## BRIEF
Turn the lines from the one containing "This document gives" to the one containing "positive clicks: (394, 544)", both included, into a Markdown table with columns headed Row and Line. Number each line in order and leave out any blank lines.

*** EXCERPTED DATA ***

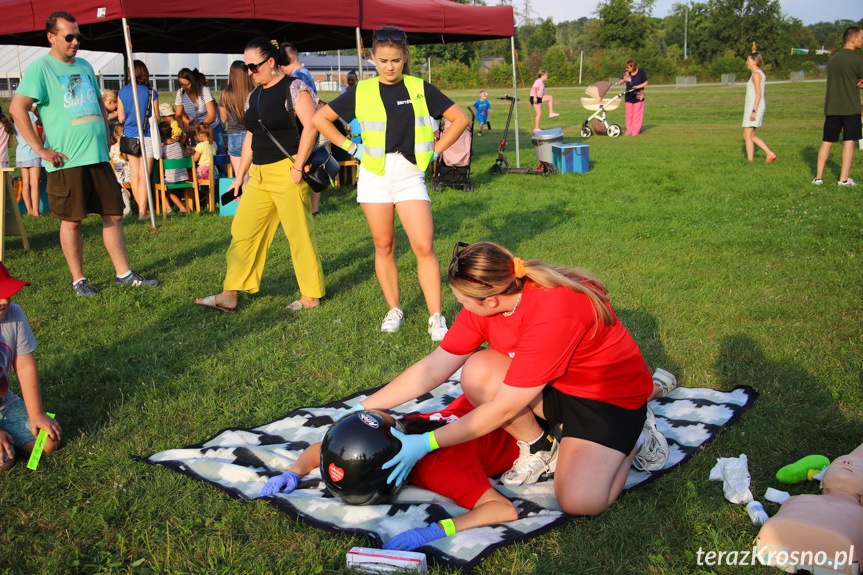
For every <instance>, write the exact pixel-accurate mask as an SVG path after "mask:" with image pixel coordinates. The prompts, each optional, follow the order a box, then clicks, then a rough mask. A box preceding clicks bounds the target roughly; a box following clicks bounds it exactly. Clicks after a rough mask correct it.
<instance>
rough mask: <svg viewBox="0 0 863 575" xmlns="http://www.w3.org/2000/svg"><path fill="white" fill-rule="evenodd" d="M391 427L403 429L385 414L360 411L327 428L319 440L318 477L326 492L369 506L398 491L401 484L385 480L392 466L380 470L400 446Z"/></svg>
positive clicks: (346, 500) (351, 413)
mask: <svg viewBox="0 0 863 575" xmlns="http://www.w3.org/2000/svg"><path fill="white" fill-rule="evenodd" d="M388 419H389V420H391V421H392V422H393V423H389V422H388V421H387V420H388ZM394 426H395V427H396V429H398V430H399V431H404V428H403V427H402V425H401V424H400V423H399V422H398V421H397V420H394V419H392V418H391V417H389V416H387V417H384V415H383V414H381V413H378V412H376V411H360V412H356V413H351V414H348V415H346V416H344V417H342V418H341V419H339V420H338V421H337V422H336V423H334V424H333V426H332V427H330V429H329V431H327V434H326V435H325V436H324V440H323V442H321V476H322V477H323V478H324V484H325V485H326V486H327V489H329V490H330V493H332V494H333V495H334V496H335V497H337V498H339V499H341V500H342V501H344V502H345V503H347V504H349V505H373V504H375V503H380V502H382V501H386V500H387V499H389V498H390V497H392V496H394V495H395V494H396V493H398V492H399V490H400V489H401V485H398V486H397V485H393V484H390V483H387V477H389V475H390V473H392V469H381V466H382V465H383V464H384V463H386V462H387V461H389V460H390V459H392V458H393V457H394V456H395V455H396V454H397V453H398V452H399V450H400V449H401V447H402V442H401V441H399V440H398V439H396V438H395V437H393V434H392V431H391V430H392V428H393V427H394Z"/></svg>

*** End of EXCERPTED DATA ***
*** EXCERPTED DATA ***

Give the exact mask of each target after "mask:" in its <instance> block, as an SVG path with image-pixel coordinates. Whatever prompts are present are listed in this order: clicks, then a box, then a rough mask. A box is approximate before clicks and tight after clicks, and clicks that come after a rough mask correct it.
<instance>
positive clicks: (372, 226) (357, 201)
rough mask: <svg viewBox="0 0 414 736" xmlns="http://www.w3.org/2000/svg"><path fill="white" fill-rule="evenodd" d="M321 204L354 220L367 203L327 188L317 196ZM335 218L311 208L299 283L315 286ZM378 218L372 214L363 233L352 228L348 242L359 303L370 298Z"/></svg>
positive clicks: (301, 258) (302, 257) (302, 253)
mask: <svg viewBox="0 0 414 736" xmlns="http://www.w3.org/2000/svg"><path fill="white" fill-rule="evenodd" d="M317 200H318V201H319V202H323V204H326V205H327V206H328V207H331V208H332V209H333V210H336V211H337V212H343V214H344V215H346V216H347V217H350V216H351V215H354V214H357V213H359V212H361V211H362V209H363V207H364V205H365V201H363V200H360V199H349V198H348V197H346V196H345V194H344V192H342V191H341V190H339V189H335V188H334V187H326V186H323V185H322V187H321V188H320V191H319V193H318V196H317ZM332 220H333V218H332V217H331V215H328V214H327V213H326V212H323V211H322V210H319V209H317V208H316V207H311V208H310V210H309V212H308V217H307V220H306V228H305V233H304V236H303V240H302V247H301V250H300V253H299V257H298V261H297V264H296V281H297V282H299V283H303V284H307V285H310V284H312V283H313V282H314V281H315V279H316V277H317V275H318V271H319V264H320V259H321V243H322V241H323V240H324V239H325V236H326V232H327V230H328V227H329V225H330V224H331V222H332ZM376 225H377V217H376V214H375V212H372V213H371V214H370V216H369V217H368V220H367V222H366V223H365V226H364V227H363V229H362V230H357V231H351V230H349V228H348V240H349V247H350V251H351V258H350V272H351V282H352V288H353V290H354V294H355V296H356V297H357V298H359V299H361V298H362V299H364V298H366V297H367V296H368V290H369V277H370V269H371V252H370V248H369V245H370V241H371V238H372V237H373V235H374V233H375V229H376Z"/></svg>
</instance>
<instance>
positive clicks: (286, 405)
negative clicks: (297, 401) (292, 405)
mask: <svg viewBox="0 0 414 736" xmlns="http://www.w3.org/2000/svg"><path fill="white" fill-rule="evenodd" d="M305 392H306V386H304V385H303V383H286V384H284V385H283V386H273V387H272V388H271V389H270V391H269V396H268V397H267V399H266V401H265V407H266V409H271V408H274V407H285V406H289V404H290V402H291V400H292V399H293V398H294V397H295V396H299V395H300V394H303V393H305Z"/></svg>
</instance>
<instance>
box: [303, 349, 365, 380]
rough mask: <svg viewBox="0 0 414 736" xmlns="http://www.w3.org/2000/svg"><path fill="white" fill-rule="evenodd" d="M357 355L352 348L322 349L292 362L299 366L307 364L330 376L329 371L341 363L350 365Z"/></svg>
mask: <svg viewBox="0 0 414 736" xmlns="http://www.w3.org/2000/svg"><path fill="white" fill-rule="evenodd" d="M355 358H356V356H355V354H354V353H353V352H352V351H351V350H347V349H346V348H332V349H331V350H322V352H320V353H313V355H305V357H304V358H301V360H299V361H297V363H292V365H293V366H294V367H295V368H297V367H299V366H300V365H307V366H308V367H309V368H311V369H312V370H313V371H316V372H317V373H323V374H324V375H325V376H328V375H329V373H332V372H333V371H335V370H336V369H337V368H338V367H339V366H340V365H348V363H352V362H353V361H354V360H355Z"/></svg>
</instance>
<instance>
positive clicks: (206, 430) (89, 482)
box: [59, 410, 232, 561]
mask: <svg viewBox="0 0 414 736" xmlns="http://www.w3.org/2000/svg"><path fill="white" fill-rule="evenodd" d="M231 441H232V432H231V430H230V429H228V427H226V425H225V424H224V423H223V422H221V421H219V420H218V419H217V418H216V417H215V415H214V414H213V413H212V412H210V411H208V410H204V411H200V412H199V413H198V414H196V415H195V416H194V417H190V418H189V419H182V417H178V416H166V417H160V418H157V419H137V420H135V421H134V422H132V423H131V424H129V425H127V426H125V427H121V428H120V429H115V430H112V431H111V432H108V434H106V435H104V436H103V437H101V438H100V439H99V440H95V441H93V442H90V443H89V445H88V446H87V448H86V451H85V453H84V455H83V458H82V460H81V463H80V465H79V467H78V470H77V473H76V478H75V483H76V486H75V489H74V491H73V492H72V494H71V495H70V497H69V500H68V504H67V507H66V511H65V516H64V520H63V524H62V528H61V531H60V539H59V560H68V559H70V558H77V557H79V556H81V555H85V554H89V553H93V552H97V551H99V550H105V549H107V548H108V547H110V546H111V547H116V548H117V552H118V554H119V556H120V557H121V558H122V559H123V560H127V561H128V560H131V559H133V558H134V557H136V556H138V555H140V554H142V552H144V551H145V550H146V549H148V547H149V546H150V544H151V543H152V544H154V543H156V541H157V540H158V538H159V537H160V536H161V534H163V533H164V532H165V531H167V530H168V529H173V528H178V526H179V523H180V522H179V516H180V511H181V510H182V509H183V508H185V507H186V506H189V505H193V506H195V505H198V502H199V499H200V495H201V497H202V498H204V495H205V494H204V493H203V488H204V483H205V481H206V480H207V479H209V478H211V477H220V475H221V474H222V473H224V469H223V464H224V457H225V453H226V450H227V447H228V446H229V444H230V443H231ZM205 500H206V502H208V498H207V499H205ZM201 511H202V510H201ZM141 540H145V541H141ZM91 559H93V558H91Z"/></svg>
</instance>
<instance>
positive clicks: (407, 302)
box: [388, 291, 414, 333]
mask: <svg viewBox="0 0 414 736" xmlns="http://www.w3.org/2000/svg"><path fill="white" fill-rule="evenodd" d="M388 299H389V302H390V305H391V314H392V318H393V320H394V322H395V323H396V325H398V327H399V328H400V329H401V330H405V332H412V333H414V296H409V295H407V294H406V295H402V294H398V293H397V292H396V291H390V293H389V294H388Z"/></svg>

*** End of EXCERPTED DATA ***
*** EXCERPTED DATA ***

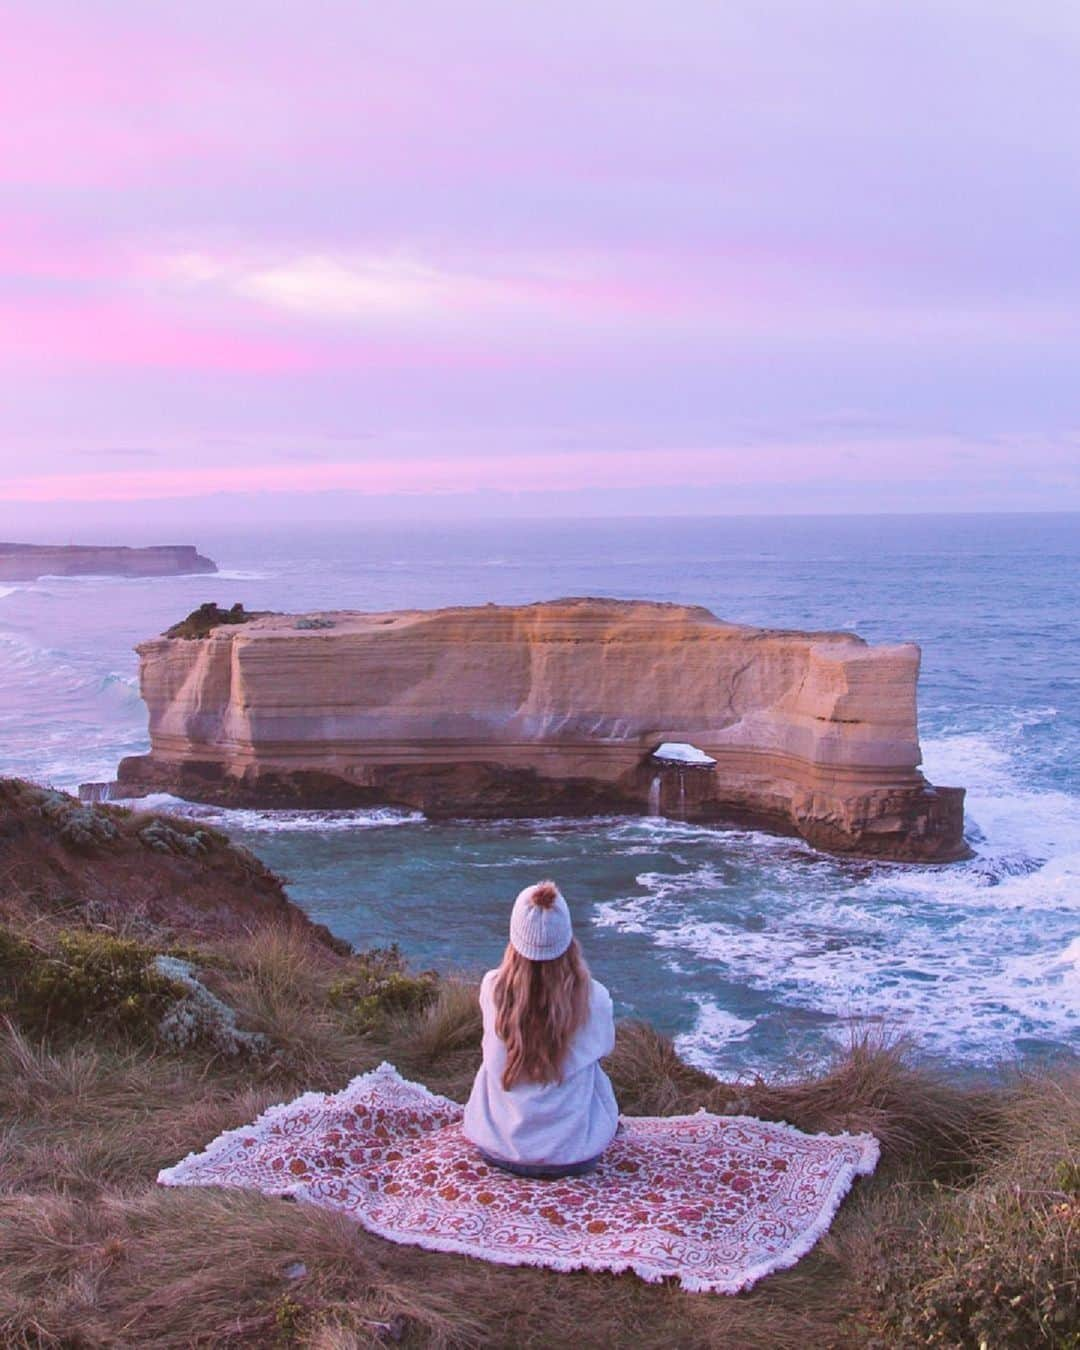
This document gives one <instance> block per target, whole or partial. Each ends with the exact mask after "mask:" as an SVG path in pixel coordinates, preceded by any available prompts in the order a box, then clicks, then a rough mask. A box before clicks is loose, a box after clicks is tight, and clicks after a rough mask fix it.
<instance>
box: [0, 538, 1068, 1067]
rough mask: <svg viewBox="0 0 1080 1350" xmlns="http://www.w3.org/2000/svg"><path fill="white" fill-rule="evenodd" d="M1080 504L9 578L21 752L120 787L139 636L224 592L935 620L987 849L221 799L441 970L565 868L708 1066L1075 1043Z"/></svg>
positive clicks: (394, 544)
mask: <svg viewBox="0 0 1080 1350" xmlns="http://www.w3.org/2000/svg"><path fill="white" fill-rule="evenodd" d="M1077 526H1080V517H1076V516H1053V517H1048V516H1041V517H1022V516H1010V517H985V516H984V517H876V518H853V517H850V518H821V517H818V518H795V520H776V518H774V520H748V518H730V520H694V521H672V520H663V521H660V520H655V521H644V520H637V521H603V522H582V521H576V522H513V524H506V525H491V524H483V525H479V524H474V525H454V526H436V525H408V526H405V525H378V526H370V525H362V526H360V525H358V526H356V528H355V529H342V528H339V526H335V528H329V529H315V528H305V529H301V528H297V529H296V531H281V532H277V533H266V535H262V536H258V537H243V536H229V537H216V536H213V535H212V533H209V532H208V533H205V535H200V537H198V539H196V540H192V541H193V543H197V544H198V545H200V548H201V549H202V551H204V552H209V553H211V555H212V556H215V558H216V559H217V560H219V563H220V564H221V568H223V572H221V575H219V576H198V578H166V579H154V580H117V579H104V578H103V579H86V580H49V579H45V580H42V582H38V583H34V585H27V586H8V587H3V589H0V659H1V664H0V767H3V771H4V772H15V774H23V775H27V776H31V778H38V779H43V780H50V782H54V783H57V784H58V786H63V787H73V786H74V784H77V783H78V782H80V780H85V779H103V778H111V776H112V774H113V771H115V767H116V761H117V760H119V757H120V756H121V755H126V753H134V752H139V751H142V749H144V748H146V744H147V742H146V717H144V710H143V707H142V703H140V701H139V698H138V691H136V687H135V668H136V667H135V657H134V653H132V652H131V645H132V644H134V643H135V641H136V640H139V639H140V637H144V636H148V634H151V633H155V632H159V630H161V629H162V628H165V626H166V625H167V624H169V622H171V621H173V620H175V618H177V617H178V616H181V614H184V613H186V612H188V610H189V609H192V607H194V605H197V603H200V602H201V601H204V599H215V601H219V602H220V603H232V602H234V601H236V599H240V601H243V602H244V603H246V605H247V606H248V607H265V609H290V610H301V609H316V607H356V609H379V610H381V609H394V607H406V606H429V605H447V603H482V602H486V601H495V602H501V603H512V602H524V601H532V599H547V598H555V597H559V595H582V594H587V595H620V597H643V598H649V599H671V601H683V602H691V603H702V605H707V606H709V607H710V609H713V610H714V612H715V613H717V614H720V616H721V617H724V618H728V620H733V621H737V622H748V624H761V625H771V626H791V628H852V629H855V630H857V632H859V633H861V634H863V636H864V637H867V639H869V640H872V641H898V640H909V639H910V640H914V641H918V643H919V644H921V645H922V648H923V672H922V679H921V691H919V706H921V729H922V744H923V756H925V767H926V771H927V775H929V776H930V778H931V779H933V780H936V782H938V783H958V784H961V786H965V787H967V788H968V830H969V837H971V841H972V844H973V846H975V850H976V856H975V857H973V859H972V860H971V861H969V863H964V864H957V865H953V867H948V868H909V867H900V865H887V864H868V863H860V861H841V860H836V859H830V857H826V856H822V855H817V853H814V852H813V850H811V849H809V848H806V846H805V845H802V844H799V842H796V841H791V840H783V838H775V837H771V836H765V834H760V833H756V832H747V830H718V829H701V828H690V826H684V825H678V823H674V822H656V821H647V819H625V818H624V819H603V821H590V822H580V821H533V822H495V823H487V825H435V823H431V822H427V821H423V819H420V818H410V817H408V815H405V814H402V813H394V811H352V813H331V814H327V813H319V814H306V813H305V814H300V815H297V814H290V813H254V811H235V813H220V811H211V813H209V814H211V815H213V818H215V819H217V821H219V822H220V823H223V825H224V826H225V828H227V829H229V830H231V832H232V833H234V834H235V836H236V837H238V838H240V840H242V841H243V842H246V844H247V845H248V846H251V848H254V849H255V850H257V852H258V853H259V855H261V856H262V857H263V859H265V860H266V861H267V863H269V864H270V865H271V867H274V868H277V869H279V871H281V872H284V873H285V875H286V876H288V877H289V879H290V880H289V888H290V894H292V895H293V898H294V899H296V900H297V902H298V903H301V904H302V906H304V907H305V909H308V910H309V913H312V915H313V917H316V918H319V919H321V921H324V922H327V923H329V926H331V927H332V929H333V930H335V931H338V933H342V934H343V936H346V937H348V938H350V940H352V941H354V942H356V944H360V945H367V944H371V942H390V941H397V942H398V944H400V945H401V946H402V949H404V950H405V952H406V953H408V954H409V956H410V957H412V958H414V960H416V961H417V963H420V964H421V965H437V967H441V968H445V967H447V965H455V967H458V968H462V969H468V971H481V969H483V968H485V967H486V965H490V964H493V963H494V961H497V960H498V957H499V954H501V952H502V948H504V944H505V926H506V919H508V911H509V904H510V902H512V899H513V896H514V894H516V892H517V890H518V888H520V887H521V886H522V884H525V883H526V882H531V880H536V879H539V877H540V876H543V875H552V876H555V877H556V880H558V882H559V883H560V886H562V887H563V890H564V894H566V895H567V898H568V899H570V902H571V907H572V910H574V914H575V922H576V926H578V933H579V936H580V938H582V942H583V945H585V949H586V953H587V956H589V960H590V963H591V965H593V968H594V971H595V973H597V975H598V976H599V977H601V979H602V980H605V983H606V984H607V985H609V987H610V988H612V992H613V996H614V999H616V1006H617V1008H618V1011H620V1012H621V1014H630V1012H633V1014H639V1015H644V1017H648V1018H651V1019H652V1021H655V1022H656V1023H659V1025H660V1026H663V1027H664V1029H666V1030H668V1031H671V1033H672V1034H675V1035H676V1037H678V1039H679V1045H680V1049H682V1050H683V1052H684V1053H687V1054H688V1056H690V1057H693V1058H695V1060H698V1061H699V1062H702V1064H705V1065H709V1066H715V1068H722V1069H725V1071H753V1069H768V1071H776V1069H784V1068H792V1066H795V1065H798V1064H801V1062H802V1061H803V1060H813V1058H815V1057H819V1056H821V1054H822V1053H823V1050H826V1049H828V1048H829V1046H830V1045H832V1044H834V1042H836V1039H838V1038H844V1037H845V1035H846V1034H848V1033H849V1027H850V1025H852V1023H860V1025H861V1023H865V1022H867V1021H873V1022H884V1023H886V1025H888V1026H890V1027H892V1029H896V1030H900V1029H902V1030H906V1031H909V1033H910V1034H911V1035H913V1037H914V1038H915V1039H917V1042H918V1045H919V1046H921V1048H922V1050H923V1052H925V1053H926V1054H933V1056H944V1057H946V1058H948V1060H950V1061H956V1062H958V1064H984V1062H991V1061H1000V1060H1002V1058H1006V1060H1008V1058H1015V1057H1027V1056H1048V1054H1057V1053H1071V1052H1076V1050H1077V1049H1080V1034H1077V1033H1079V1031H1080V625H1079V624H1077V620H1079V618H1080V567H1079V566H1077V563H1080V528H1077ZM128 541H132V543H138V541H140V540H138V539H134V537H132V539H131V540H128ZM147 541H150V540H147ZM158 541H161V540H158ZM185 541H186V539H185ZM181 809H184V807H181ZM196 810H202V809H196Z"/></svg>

*** End of EXCERPTED DATA ***

## ANSWER TO THE PROBLEM
| Row | Line |
|---|---|
| 1 | This document gives one <instance> block per target, whole or partial. Each ends with the exact mask after "mask:" as an SVG path in pixel coordinates, preceded by any available prompts in the order a box, then clicks, then a rough mask. A box before clicks is loose, a box after clicks is tight, and clicks after a rough mask fix it. |
| 2 | <instance> |
| 3 | box: [0, 538, 1068, 1067] |
| 4 | rough mask: <svg viewBox="0 0 1080 1350" xmlns="http://www.w3.org/2000/svg"><path fill="white" fill-rule="evenodd" d="M1080 504L9 578L21 752L120 787L139 636L224 592L935 620L987 849L221 799L441 970L565 868L708 1066L1075 1043Z"/></svg> |
| 5 | positive clicks: (394, 544) |